Stored items:
----------------
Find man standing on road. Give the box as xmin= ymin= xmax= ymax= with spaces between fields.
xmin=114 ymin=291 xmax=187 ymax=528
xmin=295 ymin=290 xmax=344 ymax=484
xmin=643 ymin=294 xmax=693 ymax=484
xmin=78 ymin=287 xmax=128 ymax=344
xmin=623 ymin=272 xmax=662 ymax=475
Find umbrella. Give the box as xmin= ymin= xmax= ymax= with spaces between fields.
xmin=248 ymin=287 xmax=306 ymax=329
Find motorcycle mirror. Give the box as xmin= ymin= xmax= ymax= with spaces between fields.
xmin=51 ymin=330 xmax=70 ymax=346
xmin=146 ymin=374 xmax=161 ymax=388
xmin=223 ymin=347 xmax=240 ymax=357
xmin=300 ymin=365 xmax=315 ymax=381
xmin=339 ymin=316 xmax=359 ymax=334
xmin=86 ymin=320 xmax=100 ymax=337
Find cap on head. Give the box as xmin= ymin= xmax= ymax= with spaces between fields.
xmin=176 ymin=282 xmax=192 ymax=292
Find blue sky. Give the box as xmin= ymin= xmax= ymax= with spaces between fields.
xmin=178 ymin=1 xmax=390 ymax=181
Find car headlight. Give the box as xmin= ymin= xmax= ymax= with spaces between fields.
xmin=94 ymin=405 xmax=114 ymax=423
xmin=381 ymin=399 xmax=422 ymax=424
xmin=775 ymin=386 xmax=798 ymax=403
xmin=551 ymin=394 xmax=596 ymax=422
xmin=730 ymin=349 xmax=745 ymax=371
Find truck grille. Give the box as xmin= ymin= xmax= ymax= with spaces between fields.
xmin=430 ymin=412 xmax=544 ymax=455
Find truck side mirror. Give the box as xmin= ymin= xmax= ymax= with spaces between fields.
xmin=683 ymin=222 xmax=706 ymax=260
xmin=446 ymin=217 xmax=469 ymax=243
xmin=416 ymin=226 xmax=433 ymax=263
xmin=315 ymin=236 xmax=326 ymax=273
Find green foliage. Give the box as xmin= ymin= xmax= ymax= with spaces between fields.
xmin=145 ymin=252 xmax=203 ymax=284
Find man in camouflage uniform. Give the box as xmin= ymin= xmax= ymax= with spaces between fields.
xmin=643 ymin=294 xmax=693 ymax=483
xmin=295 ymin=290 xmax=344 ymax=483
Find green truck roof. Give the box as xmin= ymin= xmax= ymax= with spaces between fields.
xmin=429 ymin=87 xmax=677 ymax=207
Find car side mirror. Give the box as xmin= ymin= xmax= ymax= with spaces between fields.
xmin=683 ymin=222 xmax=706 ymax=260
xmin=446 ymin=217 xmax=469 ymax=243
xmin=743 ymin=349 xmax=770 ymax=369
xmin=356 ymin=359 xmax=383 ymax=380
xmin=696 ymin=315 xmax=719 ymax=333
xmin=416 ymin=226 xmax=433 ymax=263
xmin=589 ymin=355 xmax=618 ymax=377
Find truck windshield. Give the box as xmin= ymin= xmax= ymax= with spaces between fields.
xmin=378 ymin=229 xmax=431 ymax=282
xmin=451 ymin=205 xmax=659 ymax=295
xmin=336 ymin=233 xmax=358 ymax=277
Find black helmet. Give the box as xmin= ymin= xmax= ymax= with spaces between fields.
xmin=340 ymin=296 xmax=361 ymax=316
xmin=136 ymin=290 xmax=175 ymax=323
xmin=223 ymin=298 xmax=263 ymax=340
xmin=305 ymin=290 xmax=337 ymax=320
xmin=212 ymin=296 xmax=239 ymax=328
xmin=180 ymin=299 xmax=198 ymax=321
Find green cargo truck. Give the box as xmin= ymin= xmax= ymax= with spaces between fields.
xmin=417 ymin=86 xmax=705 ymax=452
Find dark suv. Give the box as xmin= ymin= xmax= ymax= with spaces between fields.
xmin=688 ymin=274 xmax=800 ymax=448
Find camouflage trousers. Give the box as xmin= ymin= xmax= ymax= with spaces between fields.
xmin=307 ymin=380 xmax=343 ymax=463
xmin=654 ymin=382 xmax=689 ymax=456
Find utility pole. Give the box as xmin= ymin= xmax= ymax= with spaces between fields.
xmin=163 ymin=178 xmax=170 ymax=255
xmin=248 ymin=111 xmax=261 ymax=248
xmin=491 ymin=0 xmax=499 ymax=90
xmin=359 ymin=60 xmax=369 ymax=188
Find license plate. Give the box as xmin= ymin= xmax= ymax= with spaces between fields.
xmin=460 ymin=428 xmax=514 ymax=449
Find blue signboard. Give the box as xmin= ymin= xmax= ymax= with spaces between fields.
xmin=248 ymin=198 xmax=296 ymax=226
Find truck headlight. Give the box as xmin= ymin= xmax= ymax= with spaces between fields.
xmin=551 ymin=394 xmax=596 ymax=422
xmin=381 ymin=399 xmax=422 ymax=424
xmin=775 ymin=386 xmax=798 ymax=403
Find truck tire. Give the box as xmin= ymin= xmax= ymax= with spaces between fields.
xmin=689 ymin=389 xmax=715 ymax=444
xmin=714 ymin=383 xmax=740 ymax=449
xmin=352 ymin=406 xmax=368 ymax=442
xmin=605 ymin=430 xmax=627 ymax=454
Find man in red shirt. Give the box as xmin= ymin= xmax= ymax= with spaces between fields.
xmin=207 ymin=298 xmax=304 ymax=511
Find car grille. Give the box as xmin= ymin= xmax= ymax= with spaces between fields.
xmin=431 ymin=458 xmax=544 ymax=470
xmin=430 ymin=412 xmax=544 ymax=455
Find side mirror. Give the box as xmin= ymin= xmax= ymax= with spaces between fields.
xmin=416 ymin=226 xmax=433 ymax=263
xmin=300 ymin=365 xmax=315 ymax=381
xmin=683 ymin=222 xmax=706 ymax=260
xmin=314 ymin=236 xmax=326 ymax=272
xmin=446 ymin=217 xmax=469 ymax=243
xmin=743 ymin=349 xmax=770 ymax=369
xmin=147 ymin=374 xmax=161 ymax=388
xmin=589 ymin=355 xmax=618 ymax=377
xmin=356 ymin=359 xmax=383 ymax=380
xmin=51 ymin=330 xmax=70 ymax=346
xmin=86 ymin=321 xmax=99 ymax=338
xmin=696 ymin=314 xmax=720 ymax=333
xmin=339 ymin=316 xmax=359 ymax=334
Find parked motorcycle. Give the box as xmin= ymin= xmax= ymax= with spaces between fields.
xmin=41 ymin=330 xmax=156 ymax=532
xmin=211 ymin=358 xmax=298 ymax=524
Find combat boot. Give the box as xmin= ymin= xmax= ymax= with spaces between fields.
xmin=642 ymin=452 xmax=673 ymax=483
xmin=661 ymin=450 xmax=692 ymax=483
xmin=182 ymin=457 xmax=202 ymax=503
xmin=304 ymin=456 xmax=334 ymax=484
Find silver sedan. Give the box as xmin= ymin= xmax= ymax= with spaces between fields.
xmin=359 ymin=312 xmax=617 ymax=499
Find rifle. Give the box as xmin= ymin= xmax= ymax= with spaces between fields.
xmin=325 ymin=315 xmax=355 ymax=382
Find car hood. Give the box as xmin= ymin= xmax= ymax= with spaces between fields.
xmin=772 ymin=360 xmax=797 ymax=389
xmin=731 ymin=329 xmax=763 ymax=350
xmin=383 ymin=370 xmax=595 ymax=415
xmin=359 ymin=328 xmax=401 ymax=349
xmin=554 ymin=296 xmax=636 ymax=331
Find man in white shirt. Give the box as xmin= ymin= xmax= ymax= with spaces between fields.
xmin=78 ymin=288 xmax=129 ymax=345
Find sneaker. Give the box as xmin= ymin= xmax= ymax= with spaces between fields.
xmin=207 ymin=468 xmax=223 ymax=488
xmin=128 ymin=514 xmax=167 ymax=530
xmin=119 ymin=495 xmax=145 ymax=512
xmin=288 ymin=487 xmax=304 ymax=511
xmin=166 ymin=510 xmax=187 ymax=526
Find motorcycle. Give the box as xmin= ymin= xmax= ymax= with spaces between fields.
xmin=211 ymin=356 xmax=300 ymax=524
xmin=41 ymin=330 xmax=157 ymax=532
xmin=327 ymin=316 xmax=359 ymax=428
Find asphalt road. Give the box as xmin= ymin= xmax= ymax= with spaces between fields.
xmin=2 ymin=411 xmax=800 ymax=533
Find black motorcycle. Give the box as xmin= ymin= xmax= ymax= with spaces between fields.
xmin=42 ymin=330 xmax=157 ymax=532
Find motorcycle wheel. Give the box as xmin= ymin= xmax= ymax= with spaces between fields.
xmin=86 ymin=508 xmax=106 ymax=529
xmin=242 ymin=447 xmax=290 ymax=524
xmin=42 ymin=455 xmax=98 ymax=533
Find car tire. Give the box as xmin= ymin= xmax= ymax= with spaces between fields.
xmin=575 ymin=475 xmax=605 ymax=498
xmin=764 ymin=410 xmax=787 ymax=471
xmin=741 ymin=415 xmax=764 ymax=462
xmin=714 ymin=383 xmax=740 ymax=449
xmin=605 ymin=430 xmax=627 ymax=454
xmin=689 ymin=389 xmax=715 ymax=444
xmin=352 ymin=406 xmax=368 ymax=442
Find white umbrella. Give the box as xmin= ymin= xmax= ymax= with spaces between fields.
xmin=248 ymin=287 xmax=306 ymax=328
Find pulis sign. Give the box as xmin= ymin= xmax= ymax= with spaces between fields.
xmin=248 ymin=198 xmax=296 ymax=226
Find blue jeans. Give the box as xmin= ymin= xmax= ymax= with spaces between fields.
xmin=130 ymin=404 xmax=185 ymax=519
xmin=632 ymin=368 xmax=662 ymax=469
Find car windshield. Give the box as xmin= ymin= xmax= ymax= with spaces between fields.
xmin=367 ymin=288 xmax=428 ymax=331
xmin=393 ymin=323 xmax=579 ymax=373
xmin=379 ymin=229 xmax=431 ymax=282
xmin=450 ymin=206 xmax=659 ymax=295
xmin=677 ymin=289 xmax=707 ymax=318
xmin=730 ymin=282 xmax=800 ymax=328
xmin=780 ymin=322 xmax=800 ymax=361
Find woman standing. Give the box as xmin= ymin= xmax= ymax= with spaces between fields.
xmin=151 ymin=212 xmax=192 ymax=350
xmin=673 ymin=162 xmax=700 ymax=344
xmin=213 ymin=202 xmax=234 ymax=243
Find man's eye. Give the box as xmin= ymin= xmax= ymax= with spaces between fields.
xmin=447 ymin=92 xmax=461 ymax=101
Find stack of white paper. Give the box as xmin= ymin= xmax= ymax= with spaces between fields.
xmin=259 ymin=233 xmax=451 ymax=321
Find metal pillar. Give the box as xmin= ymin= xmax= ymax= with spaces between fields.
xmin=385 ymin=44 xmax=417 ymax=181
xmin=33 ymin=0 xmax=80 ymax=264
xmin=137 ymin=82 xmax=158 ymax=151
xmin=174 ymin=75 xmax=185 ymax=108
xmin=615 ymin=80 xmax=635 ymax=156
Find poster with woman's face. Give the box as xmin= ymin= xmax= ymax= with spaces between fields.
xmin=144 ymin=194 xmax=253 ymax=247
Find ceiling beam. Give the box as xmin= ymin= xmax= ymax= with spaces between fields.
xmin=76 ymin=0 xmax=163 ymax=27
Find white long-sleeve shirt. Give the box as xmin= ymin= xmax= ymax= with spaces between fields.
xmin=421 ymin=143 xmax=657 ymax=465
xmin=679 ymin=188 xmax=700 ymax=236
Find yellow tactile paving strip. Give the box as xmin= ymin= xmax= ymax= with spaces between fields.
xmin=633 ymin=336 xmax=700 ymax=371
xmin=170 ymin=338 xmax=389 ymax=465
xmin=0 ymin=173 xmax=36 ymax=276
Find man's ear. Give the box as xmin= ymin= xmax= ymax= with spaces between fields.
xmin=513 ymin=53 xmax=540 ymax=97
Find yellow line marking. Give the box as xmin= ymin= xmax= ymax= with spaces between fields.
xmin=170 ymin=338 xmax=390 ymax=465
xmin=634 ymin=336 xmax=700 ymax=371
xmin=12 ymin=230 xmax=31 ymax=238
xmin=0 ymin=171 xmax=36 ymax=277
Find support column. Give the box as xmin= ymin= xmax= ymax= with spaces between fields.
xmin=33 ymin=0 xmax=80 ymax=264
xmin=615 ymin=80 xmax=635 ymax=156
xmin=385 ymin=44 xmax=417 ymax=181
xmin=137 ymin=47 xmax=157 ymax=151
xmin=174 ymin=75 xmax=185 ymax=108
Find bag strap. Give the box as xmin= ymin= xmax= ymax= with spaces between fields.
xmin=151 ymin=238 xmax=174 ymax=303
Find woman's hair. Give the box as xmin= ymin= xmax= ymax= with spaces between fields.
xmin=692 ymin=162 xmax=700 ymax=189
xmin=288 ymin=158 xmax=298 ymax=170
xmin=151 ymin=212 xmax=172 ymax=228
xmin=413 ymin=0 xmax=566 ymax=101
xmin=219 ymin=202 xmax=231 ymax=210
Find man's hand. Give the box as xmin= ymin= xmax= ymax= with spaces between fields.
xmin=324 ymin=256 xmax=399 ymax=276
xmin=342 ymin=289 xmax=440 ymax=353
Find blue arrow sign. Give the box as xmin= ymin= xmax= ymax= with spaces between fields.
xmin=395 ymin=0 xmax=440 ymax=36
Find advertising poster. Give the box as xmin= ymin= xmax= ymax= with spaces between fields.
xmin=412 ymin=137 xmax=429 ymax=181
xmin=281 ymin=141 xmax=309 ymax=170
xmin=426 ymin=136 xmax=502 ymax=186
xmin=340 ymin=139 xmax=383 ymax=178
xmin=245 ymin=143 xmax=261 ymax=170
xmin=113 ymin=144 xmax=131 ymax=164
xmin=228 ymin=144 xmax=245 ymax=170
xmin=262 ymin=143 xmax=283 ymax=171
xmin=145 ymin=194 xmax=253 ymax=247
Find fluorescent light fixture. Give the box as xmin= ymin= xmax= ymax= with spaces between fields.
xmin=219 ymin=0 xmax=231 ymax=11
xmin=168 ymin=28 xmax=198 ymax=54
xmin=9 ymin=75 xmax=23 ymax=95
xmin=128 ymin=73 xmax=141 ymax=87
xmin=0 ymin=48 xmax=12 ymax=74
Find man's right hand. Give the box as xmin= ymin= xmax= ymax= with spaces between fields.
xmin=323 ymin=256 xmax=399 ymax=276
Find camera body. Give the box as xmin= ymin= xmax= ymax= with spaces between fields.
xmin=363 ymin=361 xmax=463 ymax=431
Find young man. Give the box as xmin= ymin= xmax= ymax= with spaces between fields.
----------------
- GOAL OF THE EXERCISE: Write out, word for word, the line containing "Find blue arrow" and every line after it to the end of the data above.

- REPLY TO THE EXERCISE:
Find blue arrow sign. Give the box as xmin= ymin= xmax= ymax= with spaces between fields.
xmin=395 ymin=0 xmax=440 ymax=36
Find advertising poster. Give the box as xmin= ymin= xmax= ymax= with spaces between fields.
xmin=412 ymin=137 xmax=429 ymax=181
xmin=281 ymin=141 xmax=309 ymax=170
xmin=426 ymin=136 xmax=502 ymax=186
xmin=340 ymin=139 xmax=383 ymax=178
xmin=245 ymin=143 xmax=261 ymax=170
xmin=113 ymin=144 xmax=131 ymax=164
xmin=228 ymin=144 xmax=245 ymax=170
xmin=262 ymin=143 xmax=283 ymax=171
xmin=145 ymin=194 xmax=253 ymax=247
Find fluorescent light fixture. Give the box as xmin= ymin= xmax= ymax= with spaces between fields.
xmin=219 ymin=0 xmax=231 ymax=11
xmin=168 ymin=28 xmax=198 ymax=54
xmin=9 ymin=75 xmax=23 ymax=95
xmin=128 ymin=73 xmax=141 ymax=87
xmin=0 ymin=48 xmax=12 ymax=74
Find man's right hand. Give the box as xmin= ymin= xmax= ymax= with spaces between fields.
xmin=323 ymin=256 xmax=399 ymax=276
Find camera body. Give the box as xmin= ymin= xmax= ymax= with spaces between fields.
xmin=363 ymin=361 xmax=463 ymax=431
Find young man. Give the box as xmin= ymin= xmax= ymax= with spaces between fields.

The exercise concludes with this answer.